— Задания для выполнения —
[a] Согласно отрывку, дневники каких лет вошли в книгу «Ольга. Запретный дневник»?
[b] Верните из отрывка точный фрагмент, начиная со слов «Прозаик, переводчик французской» и продолжая до слов «имени С. Маршака.» включительно.

Журнал «Юность» №05/2020 — страница 3 из 15


Родилась в 1988 году.

Прозаик, переводчик французской литературы, член Союза писателей Санкт-Петербурга, кандидат филологических наук и обладатель докторской степени университета Сорбонна Париж IV. Преподает в СПбГУ.

Автор нескольких книг для детей и юношества и двух романов, а также более сорока книг переводов. Лауреат первой премии «Ннигуру» и премии имени С. Маршака.

Самая реальная книга о Великой отечественной войне«Ольга. Запретный дневник» («Азбука Аттикус», 2011)

Может быть, книгу «Ольга. Запретный дневник», подготовленную Наталией Соколовской, не стоит называть самый реальной книгой о войне, но мне сразу пришло в голову именно это определение. И, наверное, любому своему студенту, в общем, молодому человеку, который совершенно не в курсе реальности нашего прошлого, я бы дала именно эту книгу.

Книга состоит из дневников 1939–1949 годов, фрагментов второй части книги «Дневные звезды», писем, избранных стихотворений и поэм, документов и фотографий, материалов следственного дела № П-8870 из архива УФСБ. Здесь ценно все, но мне особенно близка дневниковая часть. Современный мир живет в инстаграме, частично в фейсбуке. Я на минутку представила себе, что фрагментарные записи Берггольц висят, например, в соцсетях. И каждый день она пишет новые заметки, а под ними, вероятно, самые разные комментарии.

— Выдержки из данных —
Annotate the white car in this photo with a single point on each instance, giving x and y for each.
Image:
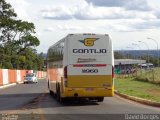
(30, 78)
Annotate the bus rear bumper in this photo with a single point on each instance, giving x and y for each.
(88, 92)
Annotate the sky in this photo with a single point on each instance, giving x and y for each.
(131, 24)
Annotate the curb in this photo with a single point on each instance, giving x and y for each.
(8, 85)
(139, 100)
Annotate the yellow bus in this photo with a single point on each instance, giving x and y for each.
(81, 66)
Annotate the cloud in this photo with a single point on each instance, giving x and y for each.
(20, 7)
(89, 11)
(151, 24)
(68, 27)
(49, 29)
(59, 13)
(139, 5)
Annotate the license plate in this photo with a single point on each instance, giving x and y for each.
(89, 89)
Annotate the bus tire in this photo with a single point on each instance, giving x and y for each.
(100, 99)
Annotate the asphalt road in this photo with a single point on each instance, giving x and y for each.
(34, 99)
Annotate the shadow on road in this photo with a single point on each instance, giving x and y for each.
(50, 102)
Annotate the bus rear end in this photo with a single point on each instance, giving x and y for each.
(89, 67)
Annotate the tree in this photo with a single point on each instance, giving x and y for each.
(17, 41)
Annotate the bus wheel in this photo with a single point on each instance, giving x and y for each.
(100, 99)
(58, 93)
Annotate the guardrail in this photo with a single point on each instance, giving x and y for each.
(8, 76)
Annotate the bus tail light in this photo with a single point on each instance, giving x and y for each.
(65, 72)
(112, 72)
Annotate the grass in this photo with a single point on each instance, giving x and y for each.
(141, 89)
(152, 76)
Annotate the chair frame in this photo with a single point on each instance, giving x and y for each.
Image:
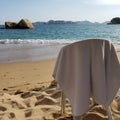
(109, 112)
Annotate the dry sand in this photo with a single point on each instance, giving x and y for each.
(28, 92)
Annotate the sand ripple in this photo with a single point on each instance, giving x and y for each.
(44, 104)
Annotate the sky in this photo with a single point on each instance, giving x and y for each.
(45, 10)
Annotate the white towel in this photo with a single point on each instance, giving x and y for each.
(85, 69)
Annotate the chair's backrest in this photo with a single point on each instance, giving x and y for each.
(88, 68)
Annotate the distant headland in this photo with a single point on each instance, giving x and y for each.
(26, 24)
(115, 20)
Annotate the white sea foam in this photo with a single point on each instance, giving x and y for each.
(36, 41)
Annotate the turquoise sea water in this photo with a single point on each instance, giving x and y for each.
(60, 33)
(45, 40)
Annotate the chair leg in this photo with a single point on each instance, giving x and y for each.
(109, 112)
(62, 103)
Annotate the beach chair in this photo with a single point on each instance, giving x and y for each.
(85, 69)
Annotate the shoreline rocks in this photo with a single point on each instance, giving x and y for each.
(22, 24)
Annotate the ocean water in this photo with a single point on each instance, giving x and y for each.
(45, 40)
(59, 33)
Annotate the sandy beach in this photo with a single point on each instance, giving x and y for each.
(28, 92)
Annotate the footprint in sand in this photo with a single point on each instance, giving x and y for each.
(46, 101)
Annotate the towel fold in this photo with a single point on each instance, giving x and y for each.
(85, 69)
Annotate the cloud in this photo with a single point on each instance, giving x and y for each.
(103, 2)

---

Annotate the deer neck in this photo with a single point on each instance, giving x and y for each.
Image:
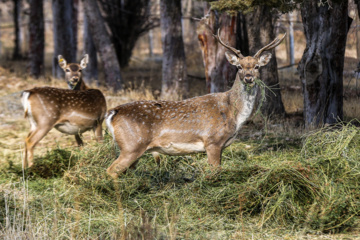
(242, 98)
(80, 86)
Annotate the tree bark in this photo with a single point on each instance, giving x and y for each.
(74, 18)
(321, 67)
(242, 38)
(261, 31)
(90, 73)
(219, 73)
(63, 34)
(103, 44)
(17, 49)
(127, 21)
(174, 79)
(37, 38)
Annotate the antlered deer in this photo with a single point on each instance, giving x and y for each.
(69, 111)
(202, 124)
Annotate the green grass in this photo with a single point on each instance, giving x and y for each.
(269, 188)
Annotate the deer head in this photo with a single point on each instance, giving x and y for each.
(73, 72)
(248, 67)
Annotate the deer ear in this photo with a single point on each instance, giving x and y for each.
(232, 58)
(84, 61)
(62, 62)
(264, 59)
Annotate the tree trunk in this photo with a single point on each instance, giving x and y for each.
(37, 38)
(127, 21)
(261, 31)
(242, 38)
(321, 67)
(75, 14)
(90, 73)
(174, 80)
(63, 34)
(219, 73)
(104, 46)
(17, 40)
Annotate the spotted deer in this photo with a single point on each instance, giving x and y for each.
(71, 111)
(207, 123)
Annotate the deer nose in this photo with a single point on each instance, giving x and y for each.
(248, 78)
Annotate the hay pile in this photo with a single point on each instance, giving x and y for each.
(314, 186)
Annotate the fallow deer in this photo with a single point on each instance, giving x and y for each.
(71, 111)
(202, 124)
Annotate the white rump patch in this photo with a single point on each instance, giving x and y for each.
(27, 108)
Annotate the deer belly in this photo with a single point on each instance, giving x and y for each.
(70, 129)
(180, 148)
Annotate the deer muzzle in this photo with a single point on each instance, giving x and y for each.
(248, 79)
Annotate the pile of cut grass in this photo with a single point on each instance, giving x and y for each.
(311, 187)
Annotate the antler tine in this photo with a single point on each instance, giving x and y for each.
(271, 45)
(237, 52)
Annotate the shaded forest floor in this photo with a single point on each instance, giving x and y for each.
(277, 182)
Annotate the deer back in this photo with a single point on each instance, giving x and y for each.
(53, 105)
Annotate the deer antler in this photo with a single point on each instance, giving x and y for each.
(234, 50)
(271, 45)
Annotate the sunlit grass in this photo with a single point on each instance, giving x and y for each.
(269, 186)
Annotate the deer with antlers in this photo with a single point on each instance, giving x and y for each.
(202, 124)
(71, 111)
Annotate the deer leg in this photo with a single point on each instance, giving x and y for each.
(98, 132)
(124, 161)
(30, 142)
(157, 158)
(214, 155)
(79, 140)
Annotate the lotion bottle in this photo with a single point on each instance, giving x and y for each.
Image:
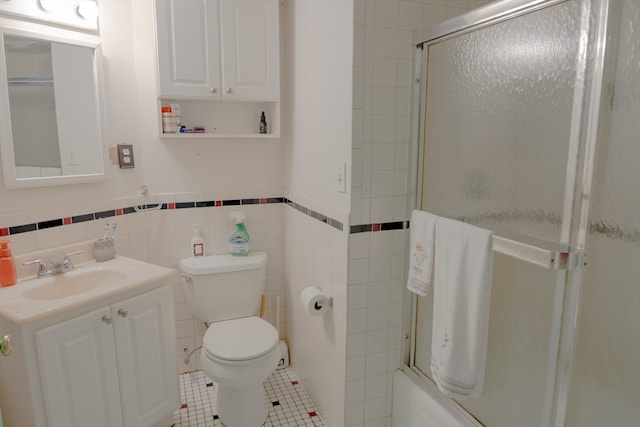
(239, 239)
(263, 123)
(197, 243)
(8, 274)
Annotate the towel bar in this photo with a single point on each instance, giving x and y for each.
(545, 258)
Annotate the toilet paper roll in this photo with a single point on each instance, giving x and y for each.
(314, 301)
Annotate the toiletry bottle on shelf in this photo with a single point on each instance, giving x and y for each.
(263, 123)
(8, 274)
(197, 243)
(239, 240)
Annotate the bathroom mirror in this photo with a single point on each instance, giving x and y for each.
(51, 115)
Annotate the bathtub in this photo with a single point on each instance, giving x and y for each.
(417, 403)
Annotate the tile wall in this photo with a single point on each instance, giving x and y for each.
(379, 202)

— Ответы —
[a] Дневники 1939–1949 годов.

[b]
Прозаик, переводчик французской литературы, член Союза писателей Санкт-Петербурга, кандидат филологических наук и обладатель докторской степени университета Сорбонна Париж IV. Преподает в СПбГУ.

Автор нескольких книг для детей и юношества и двух романов, а также более сорока книг переводов. Лауреат первой премии «Ннигуру» и премии имени С. Маршака.